-- Records for the exercise follows --

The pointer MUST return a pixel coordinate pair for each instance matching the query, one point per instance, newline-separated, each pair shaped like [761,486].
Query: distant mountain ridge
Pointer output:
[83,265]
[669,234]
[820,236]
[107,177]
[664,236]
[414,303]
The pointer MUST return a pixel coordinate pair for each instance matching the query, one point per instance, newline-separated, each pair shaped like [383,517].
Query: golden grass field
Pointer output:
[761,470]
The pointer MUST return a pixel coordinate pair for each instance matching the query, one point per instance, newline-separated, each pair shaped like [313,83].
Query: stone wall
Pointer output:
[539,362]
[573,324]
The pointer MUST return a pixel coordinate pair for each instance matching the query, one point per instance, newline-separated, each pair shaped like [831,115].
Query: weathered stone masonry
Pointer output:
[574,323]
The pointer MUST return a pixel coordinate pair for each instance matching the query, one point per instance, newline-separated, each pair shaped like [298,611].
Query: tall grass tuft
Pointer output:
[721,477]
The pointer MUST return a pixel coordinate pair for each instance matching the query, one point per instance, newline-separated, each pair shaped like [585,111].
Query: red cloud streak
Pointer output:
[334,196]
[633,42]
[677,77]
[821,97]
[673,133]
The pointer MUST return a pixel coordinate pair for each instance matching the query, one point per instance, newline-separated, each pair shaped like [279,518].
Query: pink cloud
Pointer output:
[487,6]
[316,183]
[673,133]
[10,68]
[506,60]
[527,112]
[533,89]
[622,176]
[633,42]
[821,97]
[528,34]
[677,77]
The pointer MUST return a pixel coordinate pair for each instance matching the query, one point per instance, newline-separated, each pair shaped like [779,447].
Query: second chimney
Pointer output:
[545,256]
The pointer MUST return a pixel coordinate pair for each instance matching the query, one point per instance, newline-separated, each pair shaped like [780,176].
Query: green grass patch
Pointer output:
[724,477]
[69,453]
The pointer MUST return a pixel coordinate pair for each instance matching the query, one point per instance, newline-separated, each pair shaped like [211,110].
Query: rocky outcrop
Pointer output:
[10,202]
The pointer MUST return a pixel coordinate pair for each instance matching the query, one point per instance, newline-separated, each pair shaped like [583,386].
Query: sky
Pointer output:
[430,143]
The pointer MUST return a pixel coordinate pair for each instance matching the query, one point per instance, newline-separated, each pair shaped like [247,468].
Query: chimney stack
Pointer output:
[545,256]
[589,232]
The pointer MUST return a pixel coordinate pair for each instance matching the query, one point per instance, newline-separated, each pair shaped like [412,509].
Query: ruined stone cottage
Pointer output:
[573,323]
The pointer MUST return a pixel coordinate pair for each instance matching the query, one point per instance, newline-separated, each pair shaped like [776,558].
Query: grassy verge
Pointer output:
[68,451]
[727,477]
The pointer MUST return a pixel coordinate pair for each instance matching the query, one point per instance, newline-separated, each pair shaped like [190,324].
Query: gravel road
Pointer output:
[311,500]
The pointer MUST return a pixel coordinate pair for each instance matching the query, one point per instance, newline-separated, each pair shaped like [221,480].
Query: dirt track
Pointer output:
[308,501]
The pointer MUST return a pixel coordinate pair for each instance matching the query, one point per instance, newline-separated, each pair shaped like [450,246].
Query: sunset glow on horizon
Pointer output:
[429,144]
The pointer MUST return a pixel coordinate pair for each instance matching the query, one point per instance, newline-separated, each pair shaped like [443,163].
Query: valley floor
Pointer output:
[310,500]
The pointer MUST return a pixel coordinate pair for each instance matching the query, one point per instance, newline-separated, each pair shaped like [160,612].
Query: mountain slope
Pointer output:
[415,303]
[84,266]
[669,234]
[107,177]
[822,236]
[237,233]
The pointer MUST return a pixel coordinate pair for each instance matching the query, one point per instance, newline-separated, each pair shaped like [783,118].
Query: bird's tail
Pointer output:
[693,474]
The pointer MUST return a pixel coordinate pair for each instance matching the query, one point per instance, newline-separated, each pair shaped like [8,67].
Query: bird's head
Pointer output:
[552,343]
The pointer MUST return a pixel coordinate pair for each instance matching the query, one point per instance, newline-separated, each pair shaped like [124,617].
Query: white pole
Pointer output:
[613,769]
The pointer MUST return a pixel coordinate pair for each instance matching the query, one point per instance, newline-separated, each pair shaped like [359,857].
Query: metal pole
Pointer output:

-- Records for the exercise concluded --

_Instructions to follow_. Nothing in the entries may change. Retype them all.

_Solution_.
The pointer MUST return a pixel coordinate pair for each instance matching the query, one point per instance, newline-separated, each pair shaped like [761,486].
Query: distant mountain ridge
Pointer output:
[83,265]
[669,234]
[820,236]
[107,177]
[664,236]
[414,303]
The pointer MUST return a pixel coordinate pair for each instance matching the query, one point per instance, newline-separated, each pair shaped like [383,517].
Query: golden grass field
Pointer output:
[761,470]
The pointer MUST return a pixel coordinate pair for each instance matching the query, one point per instance, newline-separated, each pair shaped like [313,83].
Query: stone wall
Pointer output:
[539,362]
[573,324]
The pointer MUST return a pixel coordinate pair for each instance matching the query, one point per instance, newline-separated, each pair shaped like [831,115].
Query: weathered stone masonry
Pointer output:
[574,323]
The pointer MUST return a pixel coordinate pair for each instance matching the query, one point per instance, newline-separated, each pair shaped like [298,611].
Query: tall grass tuft
Pointer output:
[721,477]
The pointer MUST return a pixel coordinate pair for each instance matching the query, one point per instance, newline-separated, each pair shaped like [585,111].
Query: red cloud streak
Pointer output:
[334,196]
[633,42]
[677,77]
[821,97]
[673,133]
The pointer MUST return a pixel coordinate pair for each instance matching the query, one point per instance, newline-separated, each pair shaped like [279,518].
Query: pink cloud
Pointer output:
[487,6]
[316,183]
[673,133]
[10,68]
[506,60]
[527,112]
[533,89]
[622,176]
[633,42]
[821,97]
[528,34]
[677,77]
The pointer MUST return a pixel coordinate pair for each instance matching the query, one point per instance, newline-separated, each pair shaped like [779,447].
Query: second chimney
Pointer output:
[545,256]
The pointer MUST return a pixel coordinate pair for each instance matching the query, one point per instance, newline-separated, each pair shaped like [780,176].
Query: green grass patch
Pointer output:
[724,477]
[69,453]
The pointer MUST return a pixel coordinate pair for each instance matching the query, one point per instance, newline-separated, each pair shaped like [211,110].
Query: rocky outcrop
Pointer output:
[10,202]
The pointer MUST return a pixel coordinate pair for each instance matching the query, one point per instance, newline-separated, each pair shaped like [583,386].
Query: sky
Pointer output:
[430,143]
The pointer MUST return a pixel coordinate pair for each instance matching the query, one point per instance, newline-separated, each pair shaped like [247,468].
Query: chimney stack
Pointer output:
[545,256]
[589,232]
The pointer MUST return a pixel coordinate pair for each instance matching the query, one point per instance, newline-separated, each pair shaped like [412,509].
Query: ruined stone cottage
Pointer output:
[573,323]
The pointer MUST return a pixel coordinate pair for each instance matching the query, one point per instance, newline-separated, each pair shaped like [776,558].
Query: grassy verge
Pointer output:
[68,451]
[727,477]
The pointer MUST return a pixel coordinate pair for each instance matching the query, one point per instance, newline-separated, each pair shaped like [190,324].
Query: gravel road
Pointer output:
[311,500]
The pointer MUST return a pixel coordinate pair for each instance matching the query, one point per instance, newline-separated, each pair shaped like [221,480].
Query: dirt track
Pointer output:
[308,501]
The pointer MUST return a pixel coordinate pair for each instance matching the query, one point per instance, newline-separated, each pair shaped like [450,246].
Query: sunset glow on horizon
Pointer output:
[429,144]
The pointer MUST return a pixel coordinate pair for each instance matching the query, one point per instance, newline-separated, each pair shaped like [443,163].
Query: valley floor
Pointer output:
[310,500]
The pointer MUST return a pixel coordinate pair for each instance matching the query, one point per instance, newline-separated, each pair shaped like [160,612].
Query: mountain slope
Pointer output:
[415,303]
[84,266]
[669,234]
[107,177]
[822,236]
[237,233]
The pointer MUST return a pixel coordinate pair for each instance matching the query, one point per instance, newline-separated, each pair shaped like [783,118].
Query: bird's tail
Pointer output:
[693,474]
The pointer MUST return a pixel coordinate pair for each instance matching the query, one point per instance, newline-separated, each pair shaped like [8,67].
Query: bird's head
Pointer output:
[552,343]
The pointer MUST return a pixel coordinate pair for each instance matching the query, one point per instance, newline-separated, each pair shaped like [124,617].
Query: white pole
Pointer output:
[613,769]
The pointer MUST return a pixel coordinate pair for each instance matching the query, one point per instance, newline-separated, each pair shaped like [359,857].
Query: metal pole
Pointer output:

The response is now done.